What you should do:
The answer must be the complete listing, copied exactly.

Dataset records:
┌──
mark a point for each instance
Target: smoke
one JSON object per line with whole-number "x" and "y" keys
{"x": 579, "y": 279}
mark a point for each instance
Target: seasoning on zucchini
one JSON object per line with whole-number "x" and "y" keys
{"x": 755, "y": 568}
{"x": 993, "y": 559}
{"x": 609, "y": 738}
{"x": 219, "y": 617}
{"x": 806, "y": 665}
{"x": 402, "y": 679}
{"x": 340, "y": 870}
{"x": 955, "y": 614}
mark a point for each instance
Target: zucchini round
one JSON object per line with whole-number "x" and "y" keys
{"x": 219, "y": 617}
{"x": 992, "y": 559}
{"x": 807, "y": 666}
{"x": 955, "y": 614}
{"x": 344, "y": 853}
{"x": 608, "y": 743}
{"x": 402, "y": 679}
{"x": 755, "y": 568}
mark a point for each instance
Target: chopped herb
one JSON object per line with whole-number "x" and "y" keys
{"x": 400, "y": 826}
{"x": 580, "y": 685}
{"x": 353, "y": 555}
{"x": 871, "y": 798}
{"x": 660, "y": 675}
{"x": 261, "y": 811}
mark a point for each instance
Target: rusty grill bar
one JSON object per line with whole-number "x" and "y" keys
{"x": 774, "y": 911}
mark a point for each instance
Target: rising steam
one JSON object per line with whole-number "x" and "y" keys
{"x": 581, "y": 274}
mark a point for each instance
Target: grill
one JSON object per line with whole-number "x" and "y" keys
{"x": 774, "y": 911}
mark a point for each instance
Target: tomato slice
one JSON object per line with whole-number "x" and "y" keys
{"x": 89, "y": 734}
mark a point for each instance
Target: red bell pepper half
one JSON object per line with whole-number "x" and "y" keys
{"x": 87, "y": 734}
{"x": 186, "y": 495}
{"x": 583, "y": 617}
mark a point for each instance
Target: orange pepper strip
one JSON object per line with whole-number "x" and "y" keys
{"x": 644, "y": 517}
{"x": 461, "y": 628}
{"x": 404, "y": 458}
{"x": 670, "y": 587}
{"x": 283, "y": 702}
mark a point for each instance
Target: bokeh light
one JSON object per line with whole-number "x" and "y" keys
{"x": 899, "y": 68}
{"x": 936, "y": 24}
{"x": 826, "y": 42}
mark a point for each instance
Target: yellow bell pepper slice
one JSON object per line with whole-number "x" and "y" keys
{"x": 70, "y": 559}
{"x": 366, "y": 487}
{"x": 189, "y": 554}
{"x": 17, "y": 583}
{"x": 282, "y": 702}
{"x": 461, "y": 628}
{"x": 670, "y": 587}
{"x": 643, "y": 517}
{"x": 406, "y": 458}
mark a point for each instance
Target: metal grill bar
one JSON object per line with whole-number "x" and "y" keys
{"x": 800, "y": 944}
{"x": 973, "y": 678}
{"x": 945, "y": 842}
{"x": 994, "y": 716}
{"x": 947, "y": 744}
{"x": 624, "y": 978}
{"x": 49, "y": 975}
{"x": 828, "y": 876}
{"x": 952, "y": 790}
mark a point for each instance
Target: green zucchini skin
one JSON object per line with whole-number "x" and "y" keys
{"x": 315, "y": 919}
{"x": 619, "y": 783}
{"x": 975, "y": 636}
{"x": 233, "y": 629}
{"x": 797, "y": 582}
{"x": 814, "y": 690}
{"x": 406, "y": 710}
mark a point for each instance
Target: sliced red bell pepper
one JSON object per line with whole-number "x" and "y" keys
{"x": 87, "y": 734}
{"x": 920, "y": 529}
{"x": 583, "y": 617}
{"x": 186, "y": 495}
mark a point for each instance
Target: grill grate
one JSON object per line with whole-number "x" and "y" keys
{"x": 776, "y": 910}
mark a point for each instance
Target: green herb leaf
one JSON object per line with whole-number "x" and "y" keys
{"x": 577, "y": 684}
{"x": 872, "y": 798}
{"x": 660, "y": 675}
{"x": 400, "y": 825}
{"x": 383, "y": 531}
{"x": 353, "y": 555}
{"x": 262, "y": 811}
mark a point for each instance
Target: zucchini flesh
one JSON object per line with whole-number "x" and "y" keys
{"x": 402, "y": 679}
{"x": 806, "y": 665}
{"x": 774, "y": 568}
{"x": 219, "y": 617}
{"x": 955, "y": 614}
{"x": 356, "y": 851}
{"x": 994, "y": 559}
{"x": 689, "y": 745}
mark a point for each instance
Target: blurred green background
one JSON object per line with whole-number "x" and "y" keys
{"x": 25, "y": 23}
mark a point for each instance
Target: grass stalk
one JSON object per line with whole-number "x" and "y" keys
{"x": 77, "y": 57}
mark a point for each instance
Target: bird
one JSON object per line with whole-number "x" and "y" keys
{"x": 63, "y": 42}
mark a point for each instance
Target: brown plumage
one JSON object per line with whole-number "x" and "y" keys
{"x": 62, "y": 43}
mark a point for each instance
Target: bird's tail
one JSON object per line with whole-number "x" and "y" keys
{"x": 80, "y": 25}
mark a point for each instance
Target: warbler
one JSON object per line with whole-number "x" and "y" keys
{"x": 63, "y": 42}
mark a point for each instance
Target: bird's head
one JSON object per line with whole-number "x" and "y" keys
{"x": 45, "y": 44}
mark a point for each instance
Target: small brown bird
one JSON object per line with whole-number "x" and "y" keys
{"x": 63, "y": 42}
└──
Response to this exercise:
mark a point for each instance
Target: smoke
one JSON object per line with whole-number "x" and "y" keys
{"x": 579, "y": 279}
mark a point for each instance
Target: seasoning on zucchini
one JSON object per line with whole-number "x" and "y" keys
{"x": 755, "y": 568}
{"x": 993, "y": 559}
{"x": 609, "y": 738}
{"x": 219, "y": 617}
{"x": 806, "y": 665}
{"x": 402, "y": 679}
{"x": 340, "y": 870}
{"x": 955, "y": 614}
mark a point for each instance
Target: zucchini round
one JSON object per line with whole-number "x" and "y" keys
{"x": 219, "y": 617}
{"x": 992, "y": 559}
{"x": 807, "y": 666}
{"x": 955, "y": 614}
{"x": 344, "y": 853}
{"x": 608, "y": 743}
{"x": 402, "y": 679}
{"x": 755, "y": 568}
mark a point for each instance
Target: chopped herb
one JSON object per line with whole-number "x" and "y" keys
{"x": 400, "y": 826}
{"x": 580, "y": 685}
{"x": 353, "y": 555}
{"x": 871, "y": 798}
{"x": 660, "y": 675}
{"x": 261, "y": 811}
mark a point for each instance
Target: rusty grill bar
one JSON object per line with whole-number "x" and "y" keys
{"x": 774, "y": 911}
mark a point for each instance
Target: rising steam
one JSON object per line with whole-number "x" and "y" keys
{"x": 581, "y": 274}
mark a point for each instance
Target: grill
one JSON object per line with whole-number "x" and "y" keys
{"x": 774, "y": 911}
mark a point for each instance
Target: tomato slice
one JSON object per line with whole-number "x" and "y" keys
{"x": 89, "y": 734}
mark a point for each instance
Target: red bell pepper half
one JSON object per line with whole-number "x" and "y" keys
{"x": 87, "y": 734}
{"x": 186, "y": 495}
{"x": 583, "y": 617}
mark a point for each instance
Target: orange pepper strip
one JSON object per line with whole-number "x" and "y" keys
{"x": 644, "y": 517}
{"x": 461, "y": 628}
{"x": 404, "y": 458}
{"x": 670, "y": 587}
{"x": 283, "y": 702}
mark a point for each instance
Target: bokeh light
one JSON object per line with whole-number "x" and "y" keys
{"x": 899, "y": 68}
{"x": 936, "y": 24}
{"x": 826, "y": 42}
mark a point for each instance
Target: yellow bell pepper slice
one JSON object per line with whole-number "x" and "y" keys
{"x": 70, "y": 559}
{"x": 366, "y": 487}
{"x": 189, "y": 554}
{"x": 17, "y": 583}
{"x": 282, "y": 702}
{"x": 461, "y": 628}
{"x": 670, "y": 587}
{"x": 643, "y": 517}
{"x": 406, "y": 458}
mark a point for each instance
Target: metal grill bar
one JSON object per line with whole-number "x" and "y" keys
{"x": 800, "y": 944}
{"x": 973, "y": 678}
{"x": 945, "y": 842}
{"x": 994, "y": 716}
{"x": 947, "y": 744}
{"x": 624, "y": 978}
{"x": 49, "y": 975}
{"x": 828, "y": 876}
{"x": 952, "y": 790}
mark a point for each instance
Target: green zucchini skin
one JSON object per line with whole-number "x" and "y" keys
{"x": 315, "y": 919}
{"x": 619, "y": 783}
{"x": 975, "y": 636}
{"x": 233, "y": 629}
{"x": 797, "y": 582}
{"x": 814, "y": 690}
{"x": 406, "y": 710}
mark a point for each instance
Target: sliced red bell pepper
one JSON object per line with whole-number "x" and "y" keys
{"x": 87, "y": 734}
{"x": 920, "y": 529}
{"x": 583, "y": 617}
{"x": 186, "y": 495}
mark a point for each instance
Target: grill grate
one JSON object per line with whole-number "x" and "y" keys
{"x": 776, "y": 910}
mark a point for each instance
Target: green herb leaf
one JSON object per line with whole-number "x" and "y" keys
{"x": 577, "y": 684}
{"x": 872, "y": 798}
{"x": 660, "y": 675}
{"x": 400, "y": 825}
{"x": 383, "y": 531}
{"x": 353, "y": 555}
{"x": 262, "y": 811}
mark a point for each instance
Target: zucchini flesh
one JSON object per line with whole-number "x" and "y" keys
{"x": 402, "y": 679}
{"x": 806, "y": 665}
{"x": 774, "y": 568}
{"x": 219, "y": 617}
{"x": 955, "y": 614}
{"x": 356, "y": 851}
{"x": 994, "y": 559}
{"x": 689, "y": 745}
mark a point for each instance
Target: blurred green background
one JSON object per line with whole-number "x" and "y" keys
{"x": 25, "y": 23}
mark a point for each instance
Target: grass stalk
one JSON object per line with whole-number "x" and "y" keys
{"x": 77, "y": 57}
mark a point for each instance
Target: bird
one JSON object per line with whole-number "x" and "y" keys
{"x": 63, "y": 42}
mark a point for each instance
Target: brown plumage
one JSON object per line with whole-number "x" and "y" keys
{"x": 62, "y": 43}
mark a point for each instance
Target: bird's tail
one JSON object per line with whole-number "x" and "y" keys
{"x": 80, "y": 25}
mark a point for each instance
Target: warbler
one JSON object per line with whole-number "x" and "y" keys
{"x": 63, "y": 42}
mark a point for each instance
Target: bird's head
one JSON object per line with whole-number "x" and "y" keys
{"x": 45, "y": 44}
mark a point for each instance
Target: small brown bird
one JSON object per line with whole-number "x" and "y" keys
{"x": 63, "y": 42}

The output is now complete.